**短い課題 1**
データの行のうち、文字列「roof」を含むものをすべて返すこと。

**読解文**
Richard-jewell 2019年・アメリカ/マルパソ・プロダクション
配給:ワーナー・ブラザース映画
原題:Richard Jewell
監督:クリント・イーストウッド
原案:マリー・ブレナー
脚本:ビリー・レイ
製作:クリント・イーストウッド、 ティム・ムーア、ジェシカ・マイヤー、 ケビン・ミッシャー、 レオナルド・ディカプリオ、 ジェニファー・デイビソン、 ジョナ・ヒル

1996年のアトランタ・オリンピック爆破テロ事件の真実に迫ったサスペンスドラマ。監督は「運び屋」の名匠クリント・イーストウッド。出演は「スリー・ビルボード」のサム・ロックウェル、「ブラック・クランズマン」のポール・ウォルター・ハウザー、「ミザリー」のキャシー・ベイツなど。

1996年.アトランタ・オリンピック開催中に爆破テロ事件が発生、公園のベンチ下に不審なバックを発見した警備員リチャード・ジュエル(ポール・ウォルター・ハウザー)の迅速な通報と退避誘導によって多くの人命が救われる。一時は英雄視されたリチャードだったが、その後FBIから第一容疑者として疑惑を掛けられ、それを現地新聞社の女性記者キャシー・スクラッグス(オリビア・ワイルド)が実名でスクープ、テレビ局も加わって過熱報道がエスカレートし、リチャードは窮地に立たされる。リチャードは旧知の弁護士、ワトソン・ブライアント(サム・ロックウェル)に弁護を依頼し、ワトソンはFBIに対しリチャードの無実を立証すべく行動を開始する。

(保存済みデータセット項目)
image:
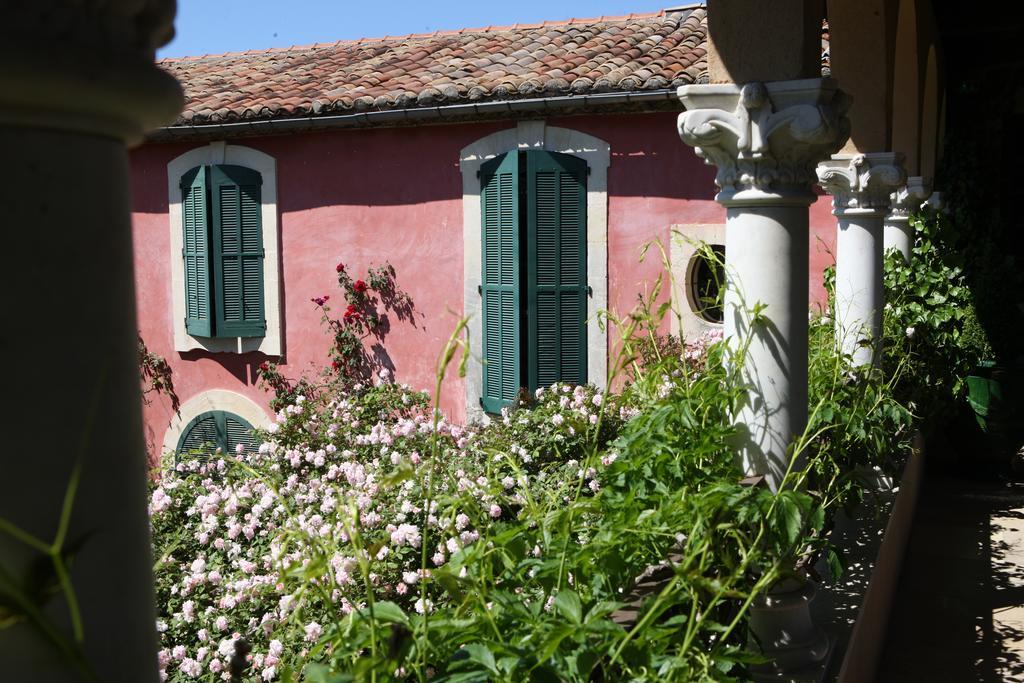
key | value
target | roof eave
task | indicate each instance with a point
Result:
(594, 102)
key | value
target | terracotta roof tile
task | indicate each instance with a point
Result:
(633, 52)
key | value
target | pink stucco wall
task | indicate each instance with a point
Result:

**短い課題 2**
読解文について、次の問いに答えよ。
(a) 脚本を担当したのは誰か。
(b) 爆破テロ事件は何年の、どこのオリンピック開催中に起きたか。
(c) リチャードが弁護を依頼した弁護士の名前は何か。

**正しい出力 1**
target | roof eave
target | terracotta roof tile

**正しい出力 2**
(a) ビリー・レイ
(b) 1996年のアトランタ・オリンピック
(c) ワトソン・ブライアント